Assignment » Your task is to copy all of the entries exactly as they are given.

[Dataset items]
_____
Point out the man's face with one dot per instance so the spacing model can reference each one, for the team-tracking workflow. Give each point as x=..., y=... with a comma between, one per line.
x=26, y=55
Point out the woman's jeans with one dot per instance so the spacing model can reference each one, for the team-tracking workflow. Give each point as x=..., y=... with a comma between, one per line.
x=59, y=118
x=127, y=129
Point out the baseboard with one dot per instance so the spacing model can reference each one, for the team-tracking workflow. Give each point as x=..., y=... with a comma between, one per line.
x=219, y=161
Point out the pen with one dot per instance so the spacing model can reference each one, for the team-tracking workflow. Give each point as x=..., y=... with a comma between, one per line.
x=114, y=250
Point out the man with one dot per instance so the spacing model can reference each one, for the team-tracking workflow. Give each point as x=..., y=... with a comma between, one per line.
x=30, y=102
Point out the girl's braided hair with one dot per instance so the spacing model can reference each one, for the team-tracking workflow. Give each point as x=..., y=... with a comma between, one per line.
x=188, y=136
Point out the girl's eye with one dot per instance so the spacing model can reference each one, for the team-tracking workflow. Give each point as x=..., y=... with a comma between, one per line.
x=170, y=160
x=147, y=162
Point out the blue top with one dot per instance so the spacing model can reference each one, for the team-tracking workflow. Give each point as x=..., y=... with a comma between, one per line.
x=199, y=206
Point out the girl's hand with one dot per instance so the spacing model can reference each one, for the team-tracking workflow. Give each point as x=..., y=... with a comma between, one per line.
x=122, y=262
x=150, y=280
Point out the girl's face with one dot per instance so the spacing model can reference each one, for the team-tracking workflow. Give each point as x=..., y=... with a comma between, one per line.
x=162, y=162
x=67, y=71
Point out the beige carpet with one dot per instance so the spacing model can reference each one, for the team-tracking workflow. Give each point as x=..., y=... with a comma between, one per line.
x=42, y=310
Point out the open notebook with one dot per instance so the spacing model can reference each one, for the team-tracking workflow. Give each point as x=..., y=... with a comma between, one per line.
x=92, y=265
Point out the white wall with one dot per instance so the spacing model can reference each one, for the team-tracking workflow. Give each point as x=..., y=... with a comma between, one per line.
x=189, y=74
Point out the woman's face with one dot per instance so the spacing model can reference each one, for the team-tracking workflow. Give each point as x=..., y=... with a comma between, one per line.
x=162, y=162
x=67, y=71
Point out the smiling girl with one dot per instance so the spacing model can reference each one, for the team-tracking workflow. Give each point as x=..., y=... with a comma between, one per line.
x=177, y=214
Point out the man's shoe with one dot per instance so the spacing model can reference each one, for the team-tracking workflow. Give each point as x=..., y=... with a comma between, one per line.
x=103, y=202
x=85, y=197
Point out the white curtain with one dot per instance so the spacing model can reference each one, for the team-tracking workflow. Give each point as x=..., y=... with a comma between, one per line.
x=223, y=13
_____
Task result »
Point out the man's face with one dot per instance so the spacing model can reference each one, for the team-tracking workflow. Give each point as x=..., y=... with a comma between, one per line.
x=26, y=55
Point out the woman's jeans with one dot per instance so the spacing model can reference each one, for the team-tracking workflow. Give each point as x=..., y=... with a comma between, one per line.
x=59, y=118
x=127, y=129
Point out the baseboard with one dot per instance so the spacing model can reference each one, for the team-tracking workflow. Give each point as x=..., y=... with a comma between, one per line.
x=219, y=161
Point out the pen with one dot per instance so the spacing model can reference each one, for the team-tracking workflow. Give each point as x=..., y=... with a comma between, one per line.
x=114, y=250
Point out the man with one dot per instance so the spacing model can reference each one, for the team-tracking workflow. Give each point as x=..., y=... with a comma between, one per line.
x=30, y=102
Point out the girl's braided hair with one dot per instance so the spacing model can reference each one, for the team-tracking workflow. Give each point as x=..., y=... with a comma between, one per line.
x=188, y=136
Point out the girl's eye with one dot per instance so the spacing model can reference each one, for the team-tracking workflow. Give each point as x=..., y=... with a comma between, one per line.
x=170, y=160
x=147, y=162
Point out the blue top with one dot per instance so the spacing model can reference each one, for the team-tracking workflow. Give each point as x=..., y=... with a comma between, one per line.
x=199, y=206
Point out the girl's hand with one dot per instance so the spacing model can reference each one, for the team-tracking workflow. Give each point as x=..., y=... with a comma between, one per line.
x=122, y=262
x=150, y=280
Point out the girl's face with one dot per instance so the spacing model can reference each one, for the team-tracking workflow. Give each point as x=..., y=... with a comma between, one per line.
x=162, y=162
x=67, y=71
Point out the beige carpet with one dot per instance so the spacing model can reference each one, for the team-tracking workflow. Give each point as x=..., y=... with a comma between, one per line.
x=42, y=310
Point out the open notebook with one dot per instance so the spacing model can reference each one, for the team-tracking workflow. Give each point as x=..., y=... with a comma between, one per line.
x=92, y=265
Point out the white wall with one dot per instance so the spacing model can reference each one, for the team-tracking workflow. Give each point as x=..., y=... with a comma between, one per line.
x=189, y=74
Point out the woman's face with one dot per instance so the spacing model can reference each one, for the team-tracking workflow. Give each point as x=..., y=... with a comma between, one per line.
x=162, y=162
x=67, y=71
Point out the smiling girl with one dot per instance so the spacing model can reference each one, for the team-tracking workflow. Give each point as x=..., y=... with a comma between, one per line.
x=177, y=214
Point out the man's shoe with one dot per instance so the spacing model can reference each one, for the team-tracking workflow. Give each point as x=..., y=... with a comma between, one per line.
x=103, y=202
x=85, y=197
Point out the white curtain with one dot per instance so the spacing model can reference each one, for the team-tracking workflow. Give each point as x=..., y=... with a comma between, one per line.
x=223, y=13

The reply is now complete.